>>
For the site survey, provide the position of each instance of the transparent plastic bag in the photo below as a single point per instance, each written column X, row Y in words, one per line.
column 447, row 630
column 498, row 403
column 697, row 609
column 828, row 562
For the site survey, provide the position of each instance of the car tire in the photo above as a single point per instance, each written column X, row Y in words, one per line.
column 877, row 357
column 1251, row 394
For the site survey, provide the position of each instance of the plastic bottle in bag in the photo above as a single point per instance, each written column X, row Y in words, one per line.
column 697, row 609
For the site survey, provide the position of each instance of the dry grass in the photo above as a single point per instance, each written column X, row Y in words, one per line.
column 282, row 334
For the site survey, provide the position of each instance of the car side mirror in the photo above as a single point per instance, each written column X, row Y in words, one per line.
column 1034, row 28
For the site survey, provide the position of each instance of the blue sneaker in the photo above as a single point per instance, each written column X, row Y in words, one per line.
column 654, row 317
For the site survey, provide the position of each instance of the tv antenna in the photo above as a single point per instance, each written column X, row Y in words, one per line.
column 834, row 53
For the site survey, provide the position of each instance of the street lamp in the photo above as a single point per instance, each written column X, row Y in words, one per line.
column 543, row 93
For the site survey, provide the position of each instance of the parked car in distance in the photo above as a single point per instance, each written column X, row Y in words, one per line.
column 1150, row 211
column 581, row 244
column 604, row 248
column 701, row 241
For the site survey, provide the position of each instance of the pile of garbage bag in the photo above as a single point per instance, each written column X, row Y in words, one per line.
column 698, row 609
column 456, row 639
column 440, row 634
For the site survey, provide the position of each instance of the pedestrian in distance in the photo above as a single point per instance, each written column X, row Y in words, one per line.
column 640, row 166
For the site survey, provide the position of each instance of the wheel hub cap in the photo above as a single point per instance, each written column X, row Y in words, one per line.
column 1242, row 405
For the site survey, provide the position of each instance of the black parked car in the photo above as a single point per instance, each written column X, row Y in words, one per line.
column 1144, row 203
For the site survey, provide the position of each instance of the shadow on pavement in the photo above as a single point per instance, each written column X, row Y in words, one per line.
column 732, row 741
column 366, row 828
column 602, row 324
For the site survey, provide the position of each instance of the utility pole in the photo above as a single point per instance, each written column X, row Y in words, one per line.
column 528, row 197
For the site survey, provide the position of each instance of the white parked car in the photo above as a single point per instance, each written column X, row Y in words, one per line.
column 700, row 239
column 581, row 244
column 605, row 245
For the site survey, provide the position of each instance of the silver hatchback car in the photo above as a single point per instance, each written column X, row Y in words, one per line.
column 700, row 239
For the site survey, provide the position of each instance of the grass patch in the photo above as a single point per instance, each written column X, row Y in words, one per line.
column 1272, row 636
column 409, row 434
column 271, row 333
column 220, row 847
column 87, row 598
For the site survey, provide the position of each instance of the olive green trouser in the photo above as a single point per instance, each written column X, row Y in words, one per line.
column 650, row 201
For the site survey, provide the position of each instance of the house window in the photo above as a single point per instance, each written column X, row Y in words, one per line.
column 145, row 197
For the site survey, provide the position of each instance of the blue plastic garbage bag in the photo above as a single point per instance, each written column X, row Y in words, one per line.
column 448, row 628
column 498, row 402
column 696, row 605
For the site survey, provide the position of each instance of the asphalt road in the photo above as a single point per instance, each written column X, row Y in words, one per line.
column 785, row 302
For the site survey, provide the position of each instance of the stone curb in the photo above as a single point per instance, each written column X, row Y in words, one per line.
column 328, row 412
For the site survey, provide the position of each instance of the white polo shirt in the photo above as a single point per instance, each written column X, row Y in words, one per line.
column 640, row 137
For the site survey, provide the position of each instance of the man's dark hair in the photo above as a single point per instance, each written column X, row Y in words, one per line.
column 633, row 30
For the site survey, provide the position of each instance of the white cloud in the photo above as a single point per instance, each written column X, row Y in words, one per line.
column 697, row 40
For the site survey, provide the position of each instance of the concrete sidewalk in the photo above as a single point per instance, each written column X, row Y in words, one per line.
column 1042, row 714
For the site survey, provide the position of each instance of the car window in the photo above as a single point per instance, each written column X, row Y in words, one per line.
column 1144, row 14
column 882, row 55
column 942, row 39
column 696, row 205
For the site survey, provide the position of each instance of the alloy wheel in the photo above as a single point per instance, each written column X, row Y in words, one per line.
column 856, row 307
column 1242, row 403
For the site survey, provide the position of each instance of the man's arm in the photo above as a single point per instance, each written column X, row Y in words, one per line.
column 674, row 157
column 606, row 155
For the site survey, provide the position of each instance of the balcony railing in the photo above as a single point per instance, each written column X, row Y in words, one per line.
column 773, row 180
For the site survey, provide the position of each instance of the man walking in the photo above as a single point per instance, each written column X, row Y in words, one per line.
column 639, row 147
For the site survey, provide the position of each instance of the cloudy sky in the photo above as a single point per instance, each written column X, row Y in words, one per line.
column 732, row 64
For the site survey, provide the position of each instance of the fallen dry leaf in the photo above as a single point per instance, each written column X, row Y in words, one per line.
<<
__Problem details__. Repeat only the lines from the one holding "the white polo" through the last line of the data.

__The answer__.
For the site survey, provide the position of each instance of the white polo shirt in the photo above as a single point per instance, each written column X, row Y in words, one per line.
column 640, row 137
For the site survey, provide the position of each instance of the man's dark hair in the photo above as a single point per instance, each written column X, row Y in words, one per line.
column 633, row 30
For the site survey, provide the position of each instance of the white cloud in the photo above as a single point per instance, each written column X, row Y in words, one per line.
column 697, row 40
For the site survey, provide the position of each instance of the concrete sidewalk in the photo above as a single point per instance, each written column X, row Y in words, one per line.
column 1042, row 714
For the site survey, provide the position of each instance of the car window in the photo above as a single point per instance, each written column X, row Y in words, one per line.
column 1144, row 14
column 882, row 55
column 942, row 39
column 696, row 205
For the site survey, provide the position of each instance of the alloy wheel in the photo above as a single point per instance, each written column X, row Y in words, one per line.
column 856, row 307
column 1242, row 403
For the site survey, provide the position of each instance of the man's arm in the photo above as a single point per instance, each written column X, row Y in words, one per line.
column 674, row 157
column 606, row 155
For the site survey, provide the position of each instance of the balcony railing in the photo above as a single point per instance, each written column X, row Y in words, one per line.
column 773, row 180
For the site survey, provide the position of each instance of the man walking in the photo above as a single point per instance, each written column X, row Y in words, one per line.
column 639, row 147
For the site survey, provide the position of each instance of the cloudy sky in the photo above as a single point per instance, each written column X, row Y in words, one per line.
column 732, row 64
For the site survey, provide the position of each instance of the fallen dry leaf in the photo above as a single point per instance, each written column X, row Y in words, one per line.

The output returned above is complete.